Опубликовано в журнале Дружба Народов, номер 1, 2017
«Письма
Соломонову» литературного критика Николая Александрова — разговор с самим собой
и с любым собратом по человечеству о жизни и смерти, о человеческой обреченной
единственности, о детстве и росте, о предках и первоосвоении мира, о времени и
памяти, о стыде и тоске — были бы интересны даже в случае, если бы автор писал
их самому себе и никому не показывал. Ну, хотя бы потому, что сказанное здесь,
при всей его единственности, касается каждого.
«Я помню этот
день. Я катался, повиснув на двери, которая вела из комнаты родителей в
гостиную нашей квартиры на Чистых прудах, и впервые осознал — вот это Я, вот
этот — повиснувший на дверной ручке. А вокруг меня —
мир. И почему я здесь — совершенно непонятно. И главное — я кончусь
когда-нибудь».
Ох, да. У вас
ведь тоже был такой день?
Этот текст
(именно текст — в единственном числе, потому что цельный, членится на
письма-главки единственно ради удобства вдоха-выдоха) полон подробностями
личной памяти, которые, как можно подумать, за пределами жизни носителя этой
памяти не значат ничего, а в пределах ее — перенасыщены значениями. Впрочем… только ли в пределах?
«Я родился в
семье филологов. Среди книг. Впрочем, не только книг. Отец читал толстые
журналы, газеты — советские и доступные зарубежные. И почти ничего не
выкидывал. Квартира это выдерживала с трудом. Полки, забитые книгами,
напоминали колумбарии — достать оттуда что-нибудь было почти невозможно,
громоздились стопки журналов, газет, рукописей, машинописей. В какой-то момент
отец решил все-таки делать "вырезки": их сохранять, а остальное
выкидывать. Вырезки должны были раскладываться по конвертам. Конверты
надписывались. Справиться с этой работой нельзя было физически — пресса
поступала ежедневно, а вот утилизация ее откладывалась. Тогда было принято кардинальное
решение — сделать стеллаж. Эра, как известно, была доикейская
(или доикеевская?), мебель приобрести было непросто.
И главное слово здесь, конечно, сделать, а не стеллаж. Видимо, в
папе проснулся инженер (или ревниво-мечтательная оглядка на деда). Были
закуплены у кого-то жуткого вида доски. Их предстояло покрыть морилкой,
отлакировать и уж потом собрать стеллаж. Морилка
вскоре тоже появилась. Вся эта красота громоздилась у глухой стенки в гостиной,
занимая добрую ее часть. И в этом полуфабрикатном виде застыла. На годы».

========================================

РАБОЧЕЕ ЗАДАНИЕ A: В каком журнале и в каком номере опубликован отрывок о «Письмах Соломонову»?
РАБОЧЕЕ ЗАДАНИЕ B: Допишите, что идёт дальше в отрывке о «Письмах Соломонову».

Строки, выбранные из подборки

========================================

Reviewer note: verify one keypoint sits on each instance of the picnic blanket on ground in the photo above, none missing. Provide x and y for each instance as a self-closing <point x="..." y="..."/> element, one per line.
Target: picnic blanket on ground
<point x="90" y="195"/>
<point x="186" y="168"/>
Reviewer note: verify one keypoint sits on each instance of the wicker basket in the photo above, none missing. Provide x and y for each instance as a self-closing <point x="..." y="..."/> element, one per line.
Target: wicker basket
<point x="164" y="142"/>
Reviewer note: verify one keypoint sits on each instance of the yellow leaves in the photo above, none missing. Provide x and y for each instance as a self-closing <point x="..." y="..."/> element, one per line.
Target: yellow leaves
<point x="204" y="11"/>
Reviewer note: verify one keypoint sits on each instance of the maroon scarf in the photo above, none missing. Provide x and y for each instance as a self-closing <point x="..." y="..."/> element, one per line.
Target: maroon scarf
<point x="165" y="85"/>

========================================

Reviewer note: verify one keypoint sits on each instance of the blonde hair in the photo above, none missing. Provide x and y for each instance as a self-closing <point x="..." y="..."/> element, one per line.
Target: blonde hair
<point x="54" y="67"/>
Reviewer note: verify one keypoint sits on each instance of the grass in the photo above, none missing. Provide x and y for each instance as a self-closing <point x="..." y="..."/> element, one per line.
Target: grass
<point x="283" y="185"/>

========================================

ОТВЕТ К ЗАДАНИЮ A: В журнале «Дружба Народов», номер 1, 2017.

ОТВЕТ К ЗАДАНИЮ B:
Личные, пристрастные отношения (в данном случае — отца повествователя, но это —
почти свои собственные) с вещами — как с частью себя: «Стеллаж — это часть Я,
только не организованная. Пока не организованная. Поэтому к ней нельзя
прикасаться. Это заповедная часть личного пространства, вторжение в нее
недопустимо и вызывает досаду, раздражение и гнев».
Господи, как
знакомо, как родственно, как понятно — ловит себя на мысли читатель. Ловит — и одновременно понимает, что речь идет не о каком не о
единичном случае. Речь — сразу о целом культурном типе, о культурной
стратегии — а то и не одной, о способах смыслособирания,
свойственных такому типу людей, тому состоянию культуры и цивилизации, в
котором мы все жили… Тут же, одним движением — целая
антропология. Ничто так щедро не порождает обобщений, как единственная
единичность.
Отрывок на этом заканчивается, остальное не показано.